YOUR INSTRUCTIONS: Please set down every entry from the listing below, word for word.

RECORDS FOR THE EXERCISE:
◆ ◆ ◆ ◆ ◆ ◆ ◆

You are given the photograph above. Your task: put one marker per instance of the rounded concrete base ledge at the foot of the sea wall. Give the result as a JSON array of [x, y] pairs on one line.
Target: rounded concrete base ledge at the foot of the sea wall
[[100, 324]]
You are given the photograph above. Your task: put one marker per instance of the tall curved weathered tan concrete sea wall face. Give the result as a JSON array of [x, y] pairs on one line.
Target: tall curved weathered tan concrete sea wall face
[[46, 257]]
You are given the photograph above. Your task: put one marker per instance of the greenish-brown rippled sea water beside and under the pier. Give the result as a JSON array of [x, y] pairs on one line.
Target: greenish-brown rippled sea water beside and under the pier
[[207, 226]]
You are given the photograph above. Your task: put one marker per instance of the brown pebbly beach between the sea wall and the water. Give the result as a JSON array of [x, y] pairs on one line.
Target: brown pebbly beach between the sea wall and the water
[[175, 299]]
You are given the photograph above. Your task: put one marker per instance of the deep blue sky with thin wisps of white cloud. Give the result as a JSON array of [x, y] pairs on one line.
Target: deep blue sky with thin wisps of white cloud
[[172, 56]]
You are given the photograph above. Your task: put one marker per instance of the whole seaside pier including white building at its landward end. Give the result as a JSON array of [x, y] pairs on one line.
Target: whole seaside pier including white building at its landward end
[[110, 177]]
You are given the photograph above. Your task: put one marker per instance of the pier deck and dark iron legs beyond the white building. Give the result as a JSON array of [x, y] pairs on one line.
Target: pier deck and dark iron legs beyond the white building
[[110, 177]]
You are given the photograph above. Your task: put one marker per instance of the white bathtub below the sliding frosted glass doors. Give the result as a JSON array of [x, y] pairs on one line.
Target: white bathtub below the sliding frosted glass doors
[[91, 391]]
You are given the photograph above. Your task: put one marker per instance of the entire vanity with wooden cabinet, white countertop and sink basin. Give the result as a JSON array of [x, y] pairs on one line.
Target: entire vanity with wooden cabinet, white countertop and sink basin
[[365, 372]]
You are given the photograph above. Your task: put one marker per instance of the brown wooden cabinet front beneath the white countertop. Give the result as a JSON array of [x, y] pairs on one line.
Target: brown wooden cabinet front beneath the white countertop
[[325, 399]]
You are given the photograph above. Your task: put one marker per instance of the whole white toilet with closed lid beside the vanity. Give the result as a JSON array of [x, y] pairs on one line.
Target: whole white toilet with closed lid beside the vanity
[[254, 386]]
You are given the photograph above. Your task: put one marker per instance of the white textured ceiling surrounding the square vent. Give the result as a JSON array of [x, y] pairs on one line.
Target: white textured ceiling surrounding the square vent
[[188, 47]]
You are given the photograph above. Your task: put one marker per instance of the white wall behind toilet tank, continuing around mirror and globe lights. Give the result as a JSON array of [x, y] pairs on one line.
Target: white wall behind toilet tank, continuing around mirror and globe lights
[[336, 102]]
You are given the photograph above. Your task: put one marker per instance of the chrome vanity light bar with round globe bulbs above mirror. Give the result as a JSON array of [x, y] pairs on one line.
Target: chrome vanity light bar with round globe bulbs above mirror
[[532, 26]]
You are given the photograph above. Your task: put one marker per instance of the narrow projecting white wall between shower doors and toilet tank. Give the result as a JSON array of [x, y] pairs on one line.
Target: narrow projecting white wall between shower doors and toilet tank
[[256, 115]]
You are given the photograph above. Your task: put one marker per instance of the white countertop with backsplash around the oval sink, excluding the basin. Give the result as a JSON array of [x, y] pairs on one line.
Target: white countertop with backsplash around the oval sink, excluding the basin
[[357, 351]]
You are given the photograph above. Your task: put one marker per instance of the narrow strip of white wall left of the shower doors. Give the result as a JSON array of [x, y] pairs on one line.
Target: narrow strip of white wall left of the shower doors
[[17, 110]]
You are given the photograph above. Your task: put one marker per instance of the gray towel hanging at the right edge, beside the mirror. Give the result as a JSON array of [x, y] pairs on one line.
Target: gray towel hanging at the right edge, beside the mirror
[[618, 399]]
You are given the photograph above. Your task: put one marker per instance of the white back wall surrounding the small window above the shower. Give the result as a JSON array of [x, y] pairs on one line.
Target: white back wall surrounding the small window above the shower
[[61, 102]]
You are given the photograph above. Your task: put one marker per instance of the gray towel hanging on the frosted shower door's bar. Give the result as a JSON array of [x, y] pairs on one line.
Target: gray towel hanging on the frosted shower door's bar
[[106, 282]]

◆ ◆ ◆ ◆ ◆ ◆ ◆

WRITTEN RESPONSE:
You are given the photograph above. Your task: put one marker per instance of the rounded concrete base ledge at the foot of the sea wall. Give the result as a JSON array of [x, y] pairs on one line.
Target: rounded concrete base ledge at the foot of the sea wall
[[100, 324]]
You are given the photograph above. Your task: put one marker per instance of the tall curved weathered tan concrete sea wall face. Give the result as a JSON array of [x, y] pairs on one line.
Target: tall curved weathered tan concrete sea wall face
[[46, 257]]
You are given the photograph above. Your task: put one marker per instance of the greenish-brown rippled sea water beside and under the pier. Give the result as a JSON array of [x, y] pairs on one line.
Target: greenish-brown rippled sea water beside and under the pier
[[207, 226]]
You are given the photograph above. Your task: put one marker per instance of the brown pebbly beach between the sea wall and the water. Give the result as a JSON array of [x, y] pairs on one line.
Target: brown pebbly beach between the sea wall and the water
[[175, 299]]
You are given the photograph above. Your task: put one marker per instance of the deep blue sky with thin wisps of white cloud. Give the result as a JSON array of [x, y] pairs on one line.
Target: deep blue sky with thin wisps of white cloud
[[172, 56]]
You are given the photograph above. Your task: put one marker per instance of the whole seaside pier including white building at its landward end. Give the result as a JSON array of [x, y] pairs on one line.
Target: whole seaside pier including white building at its landward end
[[110, 177]]
You are given the photograph above. Your task: put one marker per instance of the pier deck and dark iron legs beyond the white building. Give the result as a JSON array of [x, y] pairs on one line.
Target: pier deck and dark iron legs beyond the white building
[[110, 177]]
You are given the photograph above. Your task: put one marker per instance of the white bathtub below the sliding frosted glass doors. Give the result as a JSON array of [x, y] pairs on one line.
Target: white bathtub below the sliding frosted glass doors
[[91, 391]]
You are given the photograph above. Your task: put one marker per instance of the entire vanity with wooden cabinet, white countertop and sink basin. Give the result as a JSON array of [x, y] pairs on one line.
Target: entire vanity with wooden cabinet, white countertop and sink basin
[[365, 372]]
You are given the photograph above. Your task: put one marker per instance of the brown wooden cabinet front beneath the white countertop. Give the result as a JSON array of [x, y] pairs on one line.
Target: brown wooden cabinet front beneath the white countertop
[[325, 399]]
You are given the photograph above. Your task: put one marker per instance of the whole white toilet with closed lid beside the vanity. Give the result as a JSON array of [x, y] pairs on one line.
Target: whole white toilet with closed lid beside the vanity
[[254, 386]]
You are given the photograph above. Your task: put one marker per instance of the white textured ceiling surrounding the square vent. Give the result as a JSON array of [x, y] pairs on one line.
Target: white textured ceiling surrounding the square vent
[[188, 47]]
You are given the photograph above. Your task: put one marker per instance of the white wall behind toilet tank, continuing around mirror and globe lights. Give the result as a JSON array of [x, y] pairs on one line.
Target: white wall behind toilet tank, continuing around mirror and globe lights
[[336, 102]]
You are given the photograph above. Your task: put one marker per instance of the chrome vanity light bar with round globe bulbs above mirror. Give the result as a JSON array of [x, y] pairs on one line.
Target: chrome vanity light bar with round globe bulbs above mirror
[[532, 26]]
You are given the photograph above. Your task: put one marker per instance of the narrow projecting white wall between shower doors and toilet tank. Give the result as a JSON array of [x, y] pairs on one line.
Target: narrow projecting white wall between shower doors and toilet tank
[[256, 115]]
You are given the photograph above. Your task: put one marker per instance of the white countertop with backsplash around the oval sink, excluding the basin. Give the result as a JSON array of [x, y] pairs on one line.
Target: white countertop with backsplash around the oval sink, excluding the basin
[[357, 351]]
You are given the photograph above. Your task: put one marker per instance of the narrow strip of white wall left of the shower doors. Give the result as a JSON array of [x, y] pairs on one line.
Target: narrow strip of white wall left of the shower doors
[[17, 110]]
You are given the photograph above. Your task: put one marker per instance of the gray towel hanging at the right edge, beside the mirror. Give the result as a JSON array of [x, y] pairs on one line.
Target: gray towel hanging at the right edge, beside the mirror
[[618, 399]]
You are given the photograph above. Your task: put one marker per instance of the white back wall surrounding the small window above the shower. Give the result as a JSON array of [x, y] pairs on one line.
Target: white back wall surrounding the small window above the shower
[[61, 102]]
You are given the photograph above. Your task: put one marker per instance of the gray towel hanging on the frosted shower door's bar. Give the result as a JSON array of [x, y] pairs on one line.
Target: gray towel hanging on the frosted shower door's bar
[[106, 282]]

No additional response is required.